▸ 小練習 1: 下のエントリーのうち、「wheel」という文字列を含む行はいくつありますか。大文字と小文字は区別し、行数だけを答えてください。

▸ 提供された抜粋:
******
平成29年3月2日
かたつぶり そろそろ登れ 富士の山 一 茶
季節が秋から冬に移ります。でも冬は秋のつづきです。春は冬のつづきです。切れることなく時が流れます。やってくる冬の寒さにたじろぎ、おののく必要はありません。”人生の時計”と同じです。冬にも華があり、生命はひそやかに躍動しています。”かたつぶり”よりゆっくりでも、山を登り続けます。
わが胸に すむ人ひとり 冬の梅 久保田 万太郎
あでやかな桜に比べると梅の花は清楚でつつしみ深い花です。まして冬に咲く梅はけなげです。ひたむきな花の心が深く胸にしみます。その梅のような人が一人でも心にいてくれるだけで、冬の豪雪にも狂瀾怒涛の波風にも負けない心が湧き上がります。その人は、その声を思い出すだけで心が熱くなり涙が出そうになる方です。
******
▸ 表示データ:
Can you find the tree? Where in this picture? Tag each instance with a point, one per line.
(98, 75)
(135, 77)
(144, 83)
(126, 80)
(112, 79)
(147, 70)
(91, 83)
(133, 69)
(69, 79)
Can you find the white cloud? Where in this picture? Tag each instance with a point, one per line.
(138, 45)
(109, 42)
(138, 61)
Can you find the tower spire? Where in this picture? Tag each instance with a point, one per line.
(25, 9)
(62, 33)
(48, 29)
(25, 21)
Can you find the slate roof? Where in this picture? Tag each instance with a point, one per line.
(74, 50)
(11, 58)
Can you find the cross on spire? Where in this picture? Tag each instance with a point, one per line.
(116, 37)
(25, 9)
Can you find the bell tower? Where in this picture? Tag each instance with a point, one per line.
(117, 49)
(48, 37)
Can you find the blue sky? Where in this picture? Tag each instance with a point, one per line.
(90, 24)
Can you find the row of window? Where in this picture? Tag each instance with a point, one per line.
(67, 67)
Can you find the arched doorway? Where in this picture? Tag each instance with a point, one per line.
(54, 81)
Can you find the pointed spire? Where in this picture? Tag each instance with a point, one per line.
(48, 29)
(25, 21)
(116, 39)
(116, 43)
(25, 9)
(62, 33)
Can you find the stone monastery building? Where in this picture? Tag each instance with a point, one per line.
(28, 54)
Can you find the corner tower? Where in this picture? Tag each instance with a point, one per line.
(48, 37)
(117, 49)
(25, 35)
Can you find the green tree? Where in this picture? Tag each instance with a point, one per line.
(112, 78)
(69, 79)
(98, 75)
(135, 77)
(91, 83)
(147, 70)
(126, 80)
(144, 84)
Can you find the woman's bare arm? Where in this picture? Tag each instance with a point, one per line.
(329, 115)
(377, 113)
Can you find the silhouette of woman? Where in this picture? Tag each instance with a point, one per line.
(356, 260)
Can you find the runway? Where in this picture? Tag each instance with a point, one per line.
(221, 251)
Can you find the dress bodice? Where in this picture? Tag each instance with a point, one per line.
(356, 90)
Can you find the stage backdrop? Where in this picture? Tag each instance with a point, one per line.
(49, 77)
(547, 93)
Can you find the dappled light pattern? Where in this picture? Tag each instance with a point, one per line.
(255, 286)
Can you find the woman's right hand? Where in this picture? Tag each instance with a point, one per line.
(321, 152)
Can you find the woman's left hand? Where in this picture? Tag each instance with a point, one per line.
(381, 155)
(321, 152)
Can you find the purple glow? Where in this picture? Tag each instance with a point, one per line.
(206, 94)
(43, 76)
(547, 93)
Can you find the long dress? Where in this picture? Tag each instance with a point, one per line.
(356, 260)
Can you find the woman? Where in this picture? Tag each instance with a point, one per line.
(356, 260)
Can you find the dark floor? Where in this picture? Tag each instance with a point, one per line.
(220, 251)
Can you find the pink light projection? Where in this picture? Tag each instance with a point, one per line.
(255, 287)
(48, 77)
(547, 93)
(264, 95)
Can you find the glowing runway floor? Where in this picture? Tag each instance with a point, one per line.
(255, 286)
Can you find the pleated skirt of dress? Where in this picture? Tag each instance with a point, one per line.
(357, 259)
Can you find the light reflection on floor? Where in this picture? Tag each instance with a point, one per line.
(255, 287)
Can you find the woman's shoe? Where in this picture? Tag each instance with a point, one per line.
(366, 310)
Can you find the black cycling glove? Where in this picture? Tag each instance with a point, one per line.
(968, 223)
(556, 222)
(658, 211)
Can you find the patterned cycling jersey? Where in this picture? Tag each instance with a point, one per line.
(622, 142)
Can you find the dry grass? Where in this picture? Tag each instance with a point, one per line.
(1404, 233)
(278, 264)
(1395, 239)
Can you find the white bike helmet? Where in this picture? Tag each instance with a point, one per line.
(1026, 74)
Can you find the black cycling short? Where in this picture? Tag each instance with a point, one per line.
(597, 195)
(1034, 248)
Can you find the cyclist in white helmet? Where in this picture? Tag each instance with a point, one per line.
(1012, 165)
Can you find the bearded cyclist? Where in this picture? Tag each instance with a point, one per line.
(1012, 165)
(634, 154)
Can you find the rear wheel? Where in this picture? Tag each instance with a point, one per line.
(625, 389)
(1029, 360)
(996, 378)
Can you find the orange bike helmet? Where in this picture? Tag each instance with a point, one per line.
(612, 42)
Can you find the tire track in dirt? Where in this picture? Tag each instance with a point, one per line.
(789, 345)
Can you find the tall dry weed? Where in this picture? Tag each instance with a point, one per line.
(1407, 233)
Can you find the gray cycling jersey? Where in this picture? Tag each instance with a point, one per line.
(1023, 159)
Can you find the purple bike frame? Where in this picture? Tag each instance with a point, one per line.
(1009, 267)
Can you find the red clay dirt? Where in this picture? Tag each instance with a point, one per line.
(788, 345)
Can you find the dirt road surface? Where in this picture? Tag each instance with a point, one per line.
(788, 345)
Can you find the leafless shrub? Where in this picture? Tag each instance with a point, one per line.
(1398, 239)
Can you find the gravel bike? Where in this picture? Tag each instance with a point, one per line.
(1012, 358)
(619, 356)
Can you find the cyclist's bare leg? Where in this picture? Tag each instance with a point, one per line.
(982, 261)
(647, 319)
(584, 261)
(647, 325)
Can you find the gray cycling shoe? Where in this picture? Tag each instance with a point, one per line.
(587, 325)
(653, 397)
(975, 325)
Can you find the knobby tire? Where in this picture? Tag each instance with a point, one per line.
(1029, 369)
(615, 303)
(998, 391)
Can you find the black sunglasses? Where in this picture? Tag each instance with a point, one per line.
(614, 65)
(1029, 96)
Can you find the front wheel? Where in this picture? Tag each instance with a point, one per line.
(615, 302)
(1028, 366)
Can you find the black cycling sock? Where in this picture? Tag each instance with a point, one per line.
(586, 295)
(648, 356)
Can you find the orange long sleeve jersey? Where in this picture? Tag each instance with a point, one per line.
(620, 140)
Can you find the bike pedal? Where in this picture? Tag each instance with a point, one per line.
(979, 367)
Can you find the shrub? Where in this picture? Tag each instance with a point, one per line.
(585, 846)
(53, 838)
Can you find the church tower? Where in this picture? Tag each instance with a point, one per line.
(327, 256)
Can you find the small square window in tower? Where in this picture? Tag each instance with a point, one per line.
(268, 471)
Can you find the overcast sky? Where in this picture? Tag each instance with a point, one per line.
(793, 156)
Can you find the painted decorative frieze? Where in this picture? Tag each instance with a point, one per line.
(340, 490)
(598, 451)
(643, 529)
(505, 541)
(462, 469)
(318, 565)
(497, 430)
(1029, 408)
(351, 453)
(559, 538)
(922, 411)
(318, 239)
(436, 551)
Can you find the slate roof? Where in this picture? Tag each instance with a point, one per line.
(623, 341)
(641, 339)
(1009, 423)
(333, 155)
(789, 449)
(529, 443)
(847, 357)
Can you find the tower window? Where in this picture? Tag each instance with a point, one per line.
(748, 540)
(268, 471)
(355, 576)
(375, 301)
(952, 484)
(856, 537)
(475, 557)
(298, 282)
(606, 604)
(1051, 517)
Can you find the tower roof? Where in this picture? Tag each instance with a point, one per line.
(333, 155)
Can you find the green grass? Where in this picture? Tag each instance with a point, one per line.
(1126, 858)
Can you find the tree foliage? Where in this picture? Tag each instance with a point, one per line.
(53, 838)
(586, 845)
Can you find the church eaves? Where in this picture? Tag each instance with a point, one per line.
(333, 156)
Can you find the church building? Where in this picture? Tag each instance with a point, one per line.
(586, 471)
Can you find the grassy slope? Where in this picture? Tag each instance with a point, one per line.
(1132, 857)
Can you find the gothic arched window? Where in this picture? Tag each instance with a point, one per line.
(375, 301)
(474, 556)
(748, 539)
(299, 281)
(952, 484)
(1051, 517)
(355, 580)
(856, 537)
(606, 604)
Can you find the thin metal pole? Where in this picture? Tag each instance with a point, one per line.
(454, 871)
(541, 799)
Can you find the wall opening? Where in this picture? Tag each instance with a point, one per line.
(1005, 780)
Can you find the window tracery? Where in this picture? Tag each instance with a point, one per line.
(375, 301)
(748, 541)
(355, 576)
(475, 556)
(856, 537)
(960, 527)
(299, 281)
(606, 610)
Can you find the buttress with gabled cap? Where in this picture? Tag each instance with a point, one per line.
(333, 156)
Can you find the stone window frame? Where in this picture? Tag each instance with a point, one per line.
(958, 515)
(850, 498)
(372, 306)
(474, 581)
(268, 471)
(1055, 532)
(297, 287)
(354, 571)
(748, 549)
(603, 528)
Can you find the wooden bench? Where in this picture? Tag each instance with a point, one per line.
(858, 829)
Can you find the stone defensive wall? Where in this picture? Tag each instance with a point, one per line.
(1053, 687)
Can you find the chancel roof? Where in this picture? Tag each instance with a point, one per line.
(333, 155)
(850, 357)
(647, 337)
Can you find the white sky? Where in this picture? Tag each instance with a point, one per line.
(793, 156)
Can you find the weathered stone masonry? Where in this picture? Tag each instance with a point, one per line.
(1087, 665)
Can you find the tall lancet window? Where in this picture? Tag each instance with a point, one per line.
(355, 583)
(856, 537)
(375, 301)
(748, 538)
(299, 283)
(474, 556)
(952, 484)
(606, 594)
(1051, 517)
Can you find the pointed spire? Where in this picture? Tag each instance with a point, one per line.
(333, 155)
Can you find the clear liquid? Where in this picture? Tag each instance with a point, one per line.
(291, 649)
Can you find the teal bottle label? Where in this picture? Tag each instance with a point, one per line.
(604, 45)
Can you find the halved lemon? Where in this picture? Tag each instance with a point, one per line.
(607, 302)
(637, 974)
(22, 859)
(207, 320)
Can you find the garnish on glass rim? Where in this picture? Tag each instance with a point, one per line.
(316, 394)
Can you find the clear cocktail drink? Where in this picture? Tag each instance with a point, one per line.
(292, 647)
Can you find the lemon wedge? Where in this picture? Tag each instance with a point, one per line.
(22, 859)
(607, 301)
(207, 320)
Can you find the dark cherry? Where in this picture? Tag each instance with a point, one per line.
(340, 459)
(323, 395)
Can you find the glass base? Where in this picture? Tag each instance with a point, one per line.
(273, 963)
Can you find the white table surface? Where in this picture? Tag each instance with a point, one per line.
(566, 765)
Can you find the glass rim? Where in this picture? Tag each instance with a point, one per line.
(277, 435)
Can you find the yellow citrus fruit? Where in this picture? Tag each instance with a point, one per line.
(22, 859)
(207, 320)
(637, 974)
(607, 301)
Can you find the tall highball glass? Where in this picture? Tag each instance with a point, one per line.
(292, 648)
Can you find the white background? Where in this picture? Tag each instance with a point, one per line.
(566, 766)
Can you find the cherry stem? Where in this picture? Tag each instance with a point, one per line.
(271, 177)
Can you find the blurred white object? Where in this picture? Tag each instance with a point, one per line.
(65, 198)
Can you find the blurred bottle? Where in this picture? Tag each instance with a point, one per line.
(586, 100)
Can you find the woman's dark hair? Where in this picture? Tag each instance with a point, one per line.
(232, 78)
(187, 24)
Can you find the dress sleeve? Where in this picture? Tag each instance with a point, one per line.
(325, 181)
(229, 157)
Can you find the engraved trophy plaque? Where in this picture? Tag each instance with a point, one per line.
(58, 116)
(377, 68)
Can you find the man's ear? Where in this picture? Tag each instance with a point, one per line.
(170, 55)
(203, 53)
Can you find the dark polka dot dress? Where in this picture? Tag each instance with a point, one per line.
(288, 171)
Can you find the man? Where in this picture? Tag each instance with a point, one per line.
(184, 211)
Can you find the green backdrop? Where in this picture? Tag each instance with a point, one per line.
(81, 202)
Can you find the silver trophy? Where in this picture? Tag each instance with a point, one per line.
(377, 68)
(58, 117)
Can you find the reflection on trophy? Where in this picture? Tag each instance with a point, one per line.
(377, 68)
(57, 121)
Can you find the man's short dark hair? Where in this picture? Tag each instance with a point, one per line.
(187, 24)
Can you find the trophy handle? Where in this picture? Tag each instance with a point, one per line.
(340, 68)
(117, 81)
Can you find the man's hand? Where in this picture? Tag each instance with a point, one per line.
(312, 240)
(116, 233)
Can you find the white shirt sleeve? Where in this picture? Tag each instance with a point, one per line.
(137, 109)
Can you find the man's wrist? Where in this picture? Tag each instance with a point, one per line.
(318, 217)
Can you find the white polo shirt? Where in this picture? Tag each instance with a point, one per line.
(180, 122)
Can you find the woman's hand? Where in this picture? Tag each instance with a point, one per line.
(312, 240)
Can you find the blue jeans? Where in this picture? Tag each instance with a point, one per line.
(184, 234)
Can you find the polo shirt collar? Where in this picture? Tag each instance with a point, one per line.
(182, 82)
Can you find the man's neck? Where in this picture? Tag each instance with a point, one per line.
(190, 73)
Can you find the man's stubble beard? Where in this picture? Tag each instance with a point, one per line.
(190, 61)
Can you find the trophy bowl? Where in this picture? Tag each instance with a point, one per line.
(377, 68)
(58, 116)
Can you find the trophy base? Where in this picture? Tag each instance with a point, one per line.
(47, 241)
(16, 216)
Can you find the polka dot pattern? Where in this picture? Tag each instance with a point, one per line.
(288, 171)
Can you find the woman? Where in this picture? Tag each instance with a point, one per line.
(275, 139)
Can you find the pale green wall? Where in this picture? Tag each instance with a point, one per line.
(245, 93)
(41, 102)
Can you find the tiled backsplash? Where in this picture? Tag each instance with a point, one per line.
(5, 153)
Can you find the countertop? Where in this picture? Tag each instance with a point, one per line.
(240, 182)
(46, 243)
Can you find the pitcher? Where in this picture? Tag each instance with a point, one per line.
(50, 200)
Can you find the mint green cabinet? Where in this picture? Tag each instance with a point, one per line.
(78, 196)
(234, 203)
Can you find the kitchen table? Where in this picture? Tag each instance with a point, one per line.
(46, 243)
******
▸ 小練習 2: 上の抜粋では、あでやかな桜と比べて梅の花はどのような花だと述べられていますか。

▸ 正しい結果 1: 2

▸ 正しい結果 2: 清楚でつつしみ深い花です。